> _Written problem_
Edit the records below so that every occurrence of "job" reads "task", leaving everything else unchanged. Omit the pictures from your answer.

(Data entries)
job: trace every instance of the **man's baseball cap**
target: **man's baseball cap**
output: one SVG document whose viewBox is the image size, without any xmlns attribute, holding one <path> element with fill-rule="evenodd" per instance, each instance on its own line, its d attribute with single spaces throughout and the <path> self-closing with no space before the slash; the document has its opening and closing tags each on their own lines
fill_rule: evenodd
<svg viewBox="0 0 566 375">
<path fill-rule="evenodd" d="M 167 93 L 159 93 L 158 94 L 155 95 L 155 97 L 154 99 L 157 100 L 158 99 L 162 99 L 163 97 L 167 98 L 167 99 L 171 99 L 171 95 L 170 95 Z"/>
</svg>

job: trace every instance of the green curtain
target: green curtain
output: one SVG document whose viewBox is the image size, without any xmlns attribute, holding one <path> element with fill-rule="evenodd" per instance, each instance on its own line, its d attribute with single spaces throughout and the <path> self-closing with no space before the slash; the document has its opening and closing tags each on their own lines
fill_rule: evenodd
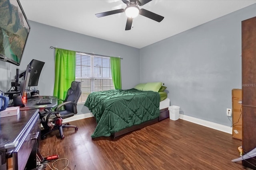
<svg viewBox="0 0 256 170">
<path fill-rule="evenodd" d="M 76 51 L 55 48 L 55 78 L 53 95 L 64 100 L 76 79 Z"/>
<path fill-rule="evenodd" d="M 110 67 L 114 86 L 116 89 L 122 89 L 121 59 L 111 57 Z"/>
</svg>

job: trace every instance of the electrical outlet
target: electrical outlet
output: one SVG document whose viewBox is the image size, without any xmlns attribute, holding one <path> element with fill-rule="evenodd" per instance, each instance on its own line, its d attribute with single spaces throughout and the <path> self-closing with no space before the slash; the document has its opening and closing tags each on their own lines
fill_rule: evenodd
<svg viewBox="0 0 256 170">
<path fill-rule="evenodd" d="M 227 108 L 227 116 L 229 117 L 232 116 L 232 109 Z"/>
</svg>

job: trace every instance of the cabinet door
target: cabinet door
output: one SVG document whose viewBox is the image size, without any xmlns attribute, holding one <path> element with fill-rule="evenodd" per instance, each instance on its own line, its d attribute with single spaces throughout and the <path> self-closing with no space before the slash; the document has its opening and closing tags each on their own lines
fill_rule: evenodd
<svg viewBox="0 0 256 170">
<path fill-rule="evenodd" d="M 256 147 L 256 17 L 242 23 L 242 145 L 243 154 Z M 256 167 L 254 158 L 242 161 L 243 165 Z"/>
</svg>

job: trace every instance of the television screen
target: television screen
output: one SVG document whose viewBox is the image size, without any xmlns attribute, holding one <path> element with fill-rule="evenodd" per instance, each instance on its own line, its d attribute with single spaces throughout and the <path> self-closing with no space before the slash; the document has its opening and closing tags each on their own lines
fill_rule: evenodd
<svg viewBox="0 0 256 170">
<path fill-rule="evenodd" d="M 30 27 L 18 0 L 0 1 L 0 59 L 20 65 Z"/>
</svg>

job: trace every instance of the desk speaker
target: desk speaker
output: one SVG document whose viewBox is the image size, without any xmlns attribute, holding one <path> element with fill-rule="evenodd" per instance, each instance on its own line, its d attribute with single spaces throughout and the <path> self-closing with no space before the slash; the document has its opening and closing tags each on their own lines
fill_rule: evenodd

> _Correct response_
task: trace every instance of the **man's baseball cap**
target: **man's baseball cap**
output: one SVG document whose viewBox is the image size, without any xmlns attribute, holding one <path> element with fill-rule="evenodd" per instance, each instance on its own line, its d attribute with single spaces throughout and the <path> self-closing with no space before the slash; the document has its opening and closing tags each on their own lines
fill_rule: evenodd
<svg viewBox="0 0 566 375">
<path fill-rule="evenodd" d="M 167 93 L 159 93 L 158 94 L 155 95 L 155 97 L 154 99 L 157 100 L 158 99 L 162 99 L 163 97 L 167 98 L 167 99 L 171 99 L 171 95 L 170 95 Z"/>
</svg>

task: trace every instance of the green curtain
target: green curtain
output: one SVG document whose viewBox is the image size, without any xmlns attribute, holding one <path> element with fill-rule="evenodd" per instance, each instance on its own line, its d attribute with single spaces throughout and the <path> self-closing with no space before the slash; the document has its opening and closing tags each on their own lines
fill_rule: evenodd
<svg viewBox="0 0 256 170">
<path fill-rule="evenodd" d="M 76 51 L 55 48 L 55 78 L 53 95 L 64 100 L 76 79 Z"/>
<path fill-rule="evenodd" d="M 110 67 L 114 86 L 116 89 L 122 89 L 121 59 L 111 57 Z"/>
</svg>

task: trace every instance of the electrical outlet
target: electrical outlet
output: one SVG document whose viewBox is the image size, without any xmlns attribute, holding one <path> element with fill-rule="evenodd" per instance, each instance on its own line, its d attribute with single spaces throughout and the <path> self-closing with no space before the slash; the document has its opening and closing tags each on their own lines
fill_rule: evenodd
<svg viewBox="0 0 256 170">
<path fill-rule="evenodd" d="M 227 108 L 227 116 L 229 117 L 232 116 L 232 109 Z"/>
</svg>

task: trace every instance of the cabinet door
target: cabinet door
output: one SVG document whose viewBox is the image size, without any xmlns attribute, holding one <path> element with fill-rule="evenodd" per instance, each instance on its own line, its d attribute with single spaces throughout and the <path> self-closing with no space before the slash; the document has its opening and closing tags each on their own lines
fill_rule: evenodd
<svg viewBox="0 0 256 170">
<path fill-rule="evenodd" d="M 256 147 L 256 17 L 242 23 L 242 145 L 243 154 Z M 256 167 L 254 158 L 242 161 L 243 165 Z"/>
</svg>

task: trace every instance of the television screen
target: television screen
output: one SVG document whose viewBox is the image size, without any xmlns attribute, holding one <path> element with fill-rule="evenodd" per instance, each instance on its own line, its d attribute with single spaces throughout and the <path> self-closing with no space before the slash; the document has its opening and closing tags each on their own lines
fill_rule: evenodd
<svg viewBox="0 0 256 170">
<path fill-rule="evenodd" d="M 30 27 L 18 0 L 0 1 L 0 59 L 20 65 Z"/>
</svg>

task: trace every instance of the desk speaker
target: desk speaker
output: one SVG document whose viewBox is the image size, without any xmlns attribute, holding one <path> element with fill-rule="evenodd" per instance, each instance on its own line, its d attribute with single spaces throughout and the <path> self-closing with no space before the slash; the document has its opening and closing tags each on their own lines
fill_rule: evenodd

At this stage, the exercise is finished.